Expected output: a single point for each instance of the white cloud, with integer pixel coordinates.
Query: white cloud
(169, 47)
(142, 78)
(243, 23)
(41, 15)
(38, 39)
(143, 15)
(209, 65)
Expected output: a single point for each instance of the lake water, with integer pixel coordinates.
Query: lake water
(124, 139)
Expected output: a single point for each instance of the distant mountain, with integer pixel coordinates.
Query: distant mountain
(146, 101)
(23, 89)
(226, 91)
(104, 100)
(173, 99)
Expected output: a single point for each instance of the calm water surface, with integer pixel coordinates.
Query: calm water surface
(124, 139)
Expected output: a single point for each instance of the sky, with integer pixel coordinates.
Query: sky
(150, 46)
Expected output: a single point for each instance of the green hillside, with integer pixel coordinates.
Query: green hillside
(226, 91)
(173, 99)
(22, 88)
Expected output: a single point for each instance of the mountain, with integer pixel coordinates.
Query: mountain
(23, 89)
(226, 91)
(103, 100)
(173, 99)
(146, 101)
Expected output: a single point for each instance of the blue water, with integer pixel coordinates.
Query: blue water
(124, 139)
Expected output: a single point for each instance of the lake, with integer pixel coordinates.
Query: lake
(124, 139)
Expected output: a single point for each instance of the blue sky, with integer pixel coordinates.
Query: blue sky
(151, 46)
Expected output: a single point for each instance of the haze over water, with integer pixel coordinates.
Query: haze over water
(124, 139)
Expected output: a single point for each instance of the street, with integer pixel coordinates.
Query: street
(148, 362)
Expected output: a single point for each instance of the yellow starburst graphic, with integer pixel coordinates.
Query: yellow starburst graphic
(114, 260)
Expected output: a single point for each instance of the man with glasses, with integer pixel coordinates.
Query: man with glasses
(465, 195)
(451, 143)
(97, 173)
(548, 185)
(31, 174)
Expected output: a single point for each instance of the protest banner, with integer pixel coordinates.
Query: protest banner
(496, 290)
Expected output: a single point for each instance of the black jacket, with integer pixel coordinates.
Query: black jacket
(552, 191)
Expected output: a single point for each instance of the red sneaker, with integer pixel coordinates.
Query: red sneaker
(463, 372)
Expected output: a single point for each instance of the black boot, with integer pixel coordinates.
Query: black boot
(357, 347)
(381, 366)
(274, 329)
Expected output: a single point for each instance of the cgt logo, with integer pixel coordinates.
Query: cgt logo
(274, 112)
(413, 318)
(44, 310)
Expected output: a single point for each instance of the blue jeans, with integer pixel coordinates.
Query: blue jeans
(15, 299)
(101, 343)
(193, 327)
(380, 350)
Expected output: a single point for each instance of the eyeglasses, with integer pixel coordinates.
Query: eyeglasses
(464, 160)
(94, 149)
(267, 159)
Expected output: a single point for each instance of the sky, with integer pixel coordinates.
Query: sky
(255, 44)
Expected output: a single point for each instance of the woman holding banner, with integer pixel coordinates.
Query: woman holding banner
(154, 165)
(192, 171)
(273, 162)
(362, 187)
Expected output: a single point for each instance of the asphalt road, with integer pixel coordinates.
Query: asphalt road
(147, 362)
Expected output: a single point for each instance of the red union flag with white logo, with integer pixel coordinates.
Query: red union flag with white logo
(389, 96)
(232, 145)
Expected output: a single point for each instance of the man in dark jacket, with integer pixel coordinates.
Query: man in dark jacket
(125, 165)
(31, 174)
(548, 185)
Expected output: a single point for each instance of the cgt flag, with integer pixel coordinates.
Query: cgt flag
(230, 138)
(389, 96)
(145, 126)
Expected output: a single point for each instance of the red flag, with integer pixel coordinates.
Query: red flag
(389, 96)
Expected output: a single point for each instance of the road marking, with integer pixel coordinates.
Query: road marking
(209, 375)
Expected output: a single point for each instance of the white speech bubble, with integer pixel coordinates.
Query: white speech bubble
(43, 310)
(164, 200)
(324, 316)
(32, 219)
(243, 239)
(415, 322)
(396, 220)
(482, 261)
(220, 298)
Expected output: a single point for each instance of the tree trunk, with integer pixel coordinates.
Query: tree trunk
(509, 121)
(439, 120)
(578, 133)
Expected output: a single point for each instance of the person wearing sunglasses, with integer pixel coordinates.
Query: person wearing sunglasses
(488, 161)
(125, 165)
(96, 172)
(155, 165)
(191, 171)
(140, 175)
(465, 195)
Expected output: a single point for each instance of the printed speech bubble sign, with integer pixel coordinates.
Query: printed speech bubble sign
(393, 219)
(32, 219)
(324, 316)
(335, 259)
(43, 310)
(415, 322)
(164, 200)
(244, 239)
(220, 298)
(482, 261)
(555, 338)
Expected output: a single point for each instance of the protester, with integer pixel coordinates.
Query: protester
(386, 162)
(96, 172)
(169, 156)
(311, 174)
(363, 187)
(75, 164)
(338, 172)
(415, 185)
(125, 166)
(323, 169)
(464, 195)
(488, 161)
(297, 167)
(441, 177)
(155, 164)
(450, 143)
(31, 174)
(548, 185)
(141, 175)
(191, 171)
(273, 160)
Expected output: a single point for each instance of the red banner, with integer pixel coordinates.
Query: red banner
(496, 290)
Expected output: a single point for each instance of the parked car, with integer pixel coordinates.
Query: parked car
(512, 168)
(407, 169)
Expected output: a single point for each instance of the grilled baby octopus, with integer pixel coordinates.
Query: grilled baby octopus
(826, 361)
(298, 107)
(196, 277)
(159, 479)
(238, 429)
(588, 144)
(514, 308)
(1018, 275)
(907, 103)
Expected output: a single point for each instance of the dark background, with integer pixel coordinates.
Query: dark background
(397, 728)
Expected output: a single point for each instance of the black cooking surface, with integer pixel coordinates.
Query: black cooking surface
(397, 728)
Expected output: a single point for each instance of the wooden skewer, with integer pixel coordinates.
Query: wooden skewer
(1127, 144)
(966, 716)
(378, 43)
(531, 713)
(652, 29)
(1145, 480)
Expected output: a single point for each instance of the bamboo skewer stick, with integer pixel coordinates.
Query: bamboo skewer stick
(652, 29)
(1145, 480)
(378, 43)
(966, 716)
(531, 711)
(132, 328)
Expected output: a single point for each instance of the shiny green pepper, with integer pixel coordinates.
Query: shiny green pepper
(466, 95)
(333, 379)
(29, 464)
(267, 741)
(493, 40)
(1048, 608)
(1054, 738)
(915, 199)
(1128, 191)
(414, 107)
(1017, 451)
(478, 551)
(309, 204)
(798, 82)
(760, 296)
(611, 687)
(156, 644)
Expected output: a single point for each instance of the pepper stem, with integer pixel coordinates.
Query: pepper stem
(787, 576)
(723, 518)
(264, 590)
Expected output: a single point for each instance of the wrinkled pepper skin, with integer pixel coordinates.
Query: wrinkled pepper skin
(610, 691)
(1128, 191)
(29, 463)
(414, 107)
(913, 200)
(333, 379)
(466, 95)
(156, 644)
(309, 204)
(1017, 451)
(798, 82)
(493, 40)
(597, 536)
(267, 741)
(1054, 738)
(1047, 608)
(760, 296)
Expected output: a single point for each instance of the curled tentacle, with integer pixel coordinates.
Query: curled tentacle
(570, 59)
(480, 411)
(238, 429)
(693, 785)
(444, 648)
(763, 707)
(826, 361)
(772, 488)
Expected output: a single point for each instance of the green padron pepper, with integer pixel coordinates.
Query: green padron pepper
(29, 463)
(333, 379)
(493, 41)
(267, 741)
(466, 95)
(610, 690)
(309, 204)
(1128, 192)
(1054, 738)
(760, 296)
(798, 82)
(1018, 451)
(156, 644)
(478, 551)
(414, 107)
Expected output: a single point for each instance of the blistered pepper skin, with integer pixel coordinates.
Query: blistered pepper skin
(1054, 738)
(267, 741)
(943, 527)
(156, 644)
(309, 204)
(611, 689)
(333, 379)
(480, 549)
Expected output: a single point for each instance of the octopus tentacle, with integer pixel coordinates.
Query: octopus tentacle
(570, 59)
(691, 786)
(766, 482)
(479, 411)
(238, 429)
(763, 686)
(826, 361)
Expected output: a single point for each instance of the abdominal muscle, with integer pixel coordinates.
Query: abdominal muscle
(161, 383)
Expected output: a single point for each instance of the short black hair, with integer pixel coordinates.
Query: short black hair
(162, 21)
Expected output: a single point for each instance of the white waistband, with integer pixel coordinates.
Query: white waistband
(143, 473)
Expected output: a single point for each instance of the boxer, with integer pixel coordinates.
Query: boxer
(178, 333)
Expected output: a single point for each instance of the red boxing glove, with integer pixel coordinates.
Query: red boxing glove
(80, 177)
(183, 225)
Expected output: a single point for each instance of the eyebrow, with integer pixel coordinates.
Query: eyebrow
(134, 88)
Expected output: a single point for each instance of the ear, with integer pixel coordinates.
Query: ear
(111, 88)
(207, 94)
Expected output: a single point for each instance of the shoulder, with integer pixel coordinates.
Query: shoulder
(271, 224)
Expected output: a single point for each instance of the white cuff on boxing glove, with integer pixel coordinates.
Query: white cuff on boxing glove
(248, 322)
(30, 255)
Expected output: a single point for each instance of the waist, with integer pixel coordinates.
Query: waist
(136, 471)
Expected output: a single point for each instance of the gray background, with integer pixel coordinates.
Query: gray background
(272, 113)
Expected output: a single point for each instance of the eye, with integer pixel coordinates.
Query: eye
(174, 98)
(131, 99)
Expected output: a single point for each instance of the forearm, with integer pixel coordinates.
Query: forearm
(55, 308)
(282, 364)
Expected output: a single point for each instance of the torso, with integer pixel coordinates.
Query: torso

• [WHAT IS ASKED]:
Repeat the line containing "waist, with integer pixel coordinates." and all subsequent lines through the final line of the data, exactly and with no others.

• [FULL RESPONSE]:
Expected output: a single point for each instance of the waist, with integer pixel coordinates.
Query: waist
(136, 471)
Expected output: a single point for each instance of the gray background, with integer pixel coordinates.
Query: gray background
(272, 113)
Expected output: a single point for each instance of the eye, with integer pixel coordinates.
Query: eye
(174, 98)
(131, 99)
Expected output: a single point for each instance of the forearm, with integer pixel coordinates.
Query: forearm
(55, 308)
(282, 364)
Expected output: a single point for each instance of the torso, with integer pixel coordinates.
Query: torso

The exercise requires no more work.